== Given text

0

I've been recently trying to compute distances to top 2 nearest neighbors in Python Numba as follows

@jit(nopython=True)
def _latent_dim_kernel(data, pointers, indices, nrange, sampling_percentage = 1):

    pdists_t2 = np.zeros((nrange, 2))
    for a in range(nrange):

        rct = 0
        for b in range(nrange):
            if np.random.random() > 1- sampling_percentage:
                if a == b:
                    continue

                r1 = _get_sparse_row(a, data, pointers, indices)
                r2 = _get_sparse_row(b, data, pointers, indices)

                dist = np.linalg.norm(r2 - r1)

                if rct > 1:
                    if pdists_t2[a,0] > dist:
                        pdists_t2[a,0] = dist

                    elif pdists_t2[a,1] > dist:
                        pdists_t2[a,1] = dist
                else:
                    pdists_t2[a,rct] = dist

                rct += 1

    return pdists_t2

The data, pointers and indices are x.data, x.indptr, x.indices of a CSR matrix (scipy). This works fine, however, is substantially slower than doing

squareform(pdist(matrix)).sort(axis=1)[:,1:3]

How can I speed this further without additional memory overhead?

Thanks!

sdgaw erzswer
  • 2,182
  • 2
  • 26
  • 45
  • Instead optimizing this algorithm, have you tried using a data structure, that's optimized for this? E.g. scipy.spatial.cKDTree: https://docs.scipy.org/doc/scipy/reference/generated/scipy.spatial.cKDTree.html – MaxNoe Feb 01 '20 at 09:22
  • What is the approx. shape and sparisity of the input matrix? – max9111 Feb 01 '20 at 13:58
  • @MaxNoe thanks for the suggestion, no, I did not plan to go as deep, however I might need to. And max9111, sparsity is around 0.05, with 1000 rows and 20k columns. – sdgaw erzswer Feb 02 '20 at 12:14

1 Answers1

0

Make use of pairwise distances from sklearn

  • Pairwise distances of sparse matrices are supported (no dense temporary array needed)
  • This algorithm uses a algebraic reformulation like in this answer
  • It can be a lot faster on high dimensional problems like yours (20k) since most of the calculation is done within a highly optimized matrix-matrix product.
  • Check if this method is precise enough, it is less numerically stable than a "naive" approach pdist uses

Example

import numpy as np
from scipy import sparse
from sklearn import metrics
from scipy.spatial import distance

matrix=sparse.random(1_000, 20_000, density=0.05, format='csr', dtype=np.float64)

%%timeit
dist_2=distance.squareform(distance.pdist(matrix.todense()))
dist_2.sort(axis=1)
dist_2=dist_2[:,1:3]
#10.1 s ± 23.1 ms per loop (mean ± std. dev. of 7 runs, 1 loop each)

%%timeit
dist=metrics.pairwise.euclidean_distances(matrix,squared=True)
dist.sort(axis=1)
dist=np.sqrt(dist[:,1:3])
#401 ms ± 13.1 ms per loop (mean ± std. dev. of 7 runs, 1 loop each)
max9111
  • 6,272
  • 1
  • 16
  • 33

====
== Provided data

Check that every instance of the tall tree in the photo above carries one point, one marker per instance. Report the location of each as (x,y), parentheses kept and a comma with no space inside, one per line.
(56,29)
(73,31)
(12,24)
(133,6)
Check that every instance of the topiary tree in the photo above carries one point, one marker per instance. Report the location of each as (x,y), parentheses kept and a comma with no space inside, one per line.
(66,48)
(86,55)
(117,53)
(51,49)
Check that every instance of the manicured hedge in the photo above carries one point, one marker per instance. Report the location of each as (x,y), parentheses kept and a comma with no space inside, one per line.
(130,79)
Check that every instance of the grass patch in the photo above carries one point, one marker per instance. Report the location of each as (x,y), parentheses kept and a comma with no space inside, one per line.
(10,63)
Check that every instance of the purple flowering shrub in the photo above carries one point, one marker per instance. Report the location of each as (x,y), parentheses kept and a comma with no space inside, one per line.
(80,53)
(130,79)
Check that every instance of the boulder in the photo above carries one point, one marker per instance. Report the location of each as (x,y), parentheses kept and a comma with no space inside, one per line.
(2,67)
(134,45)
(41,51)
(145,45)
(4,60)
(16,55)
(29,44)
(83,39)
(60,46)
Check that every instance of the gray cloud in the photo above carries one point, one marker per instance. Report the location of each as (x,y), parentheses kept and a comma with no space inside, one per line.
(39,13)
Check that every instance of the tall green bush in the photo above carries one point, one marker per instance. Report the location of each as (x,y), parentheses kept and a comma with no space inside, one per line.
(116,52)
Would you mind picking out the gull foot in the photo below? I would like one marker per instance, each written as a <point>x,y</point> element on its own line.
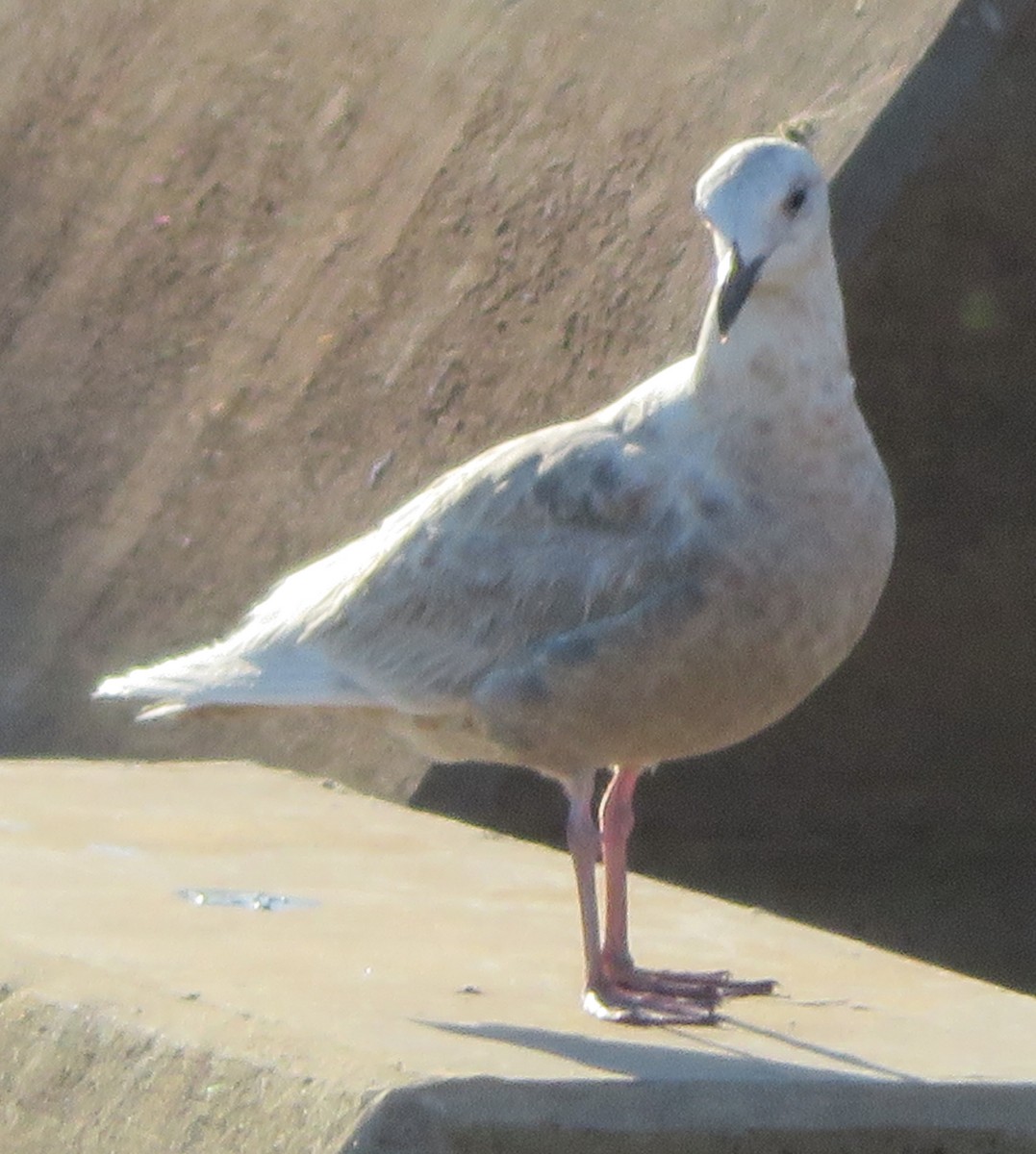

====

» **Written exercise 1**
In the nearest-neighbor thread, how many rows and columns does the input matrix have?
» **Written exercise 2**
Copy out the passage of the nearest-neighbor thread between "import numpy as" and "dist_2.sort(axis=1)", inclusive.

» **Response 1**
1000 rows and 20k columns.

» **Response 2**
import numpy as np
from scipy import sparse
from sklearn import metrics
from scipy.spatial import distance

matrix=sparse.random(1_000, 20_000, density=0.05, format='csr', dtype=np.float64)

%%timeit
dist_2=distance.squareform(distance.pdist(matrix.todense()))
dist_2.sort(axis=1)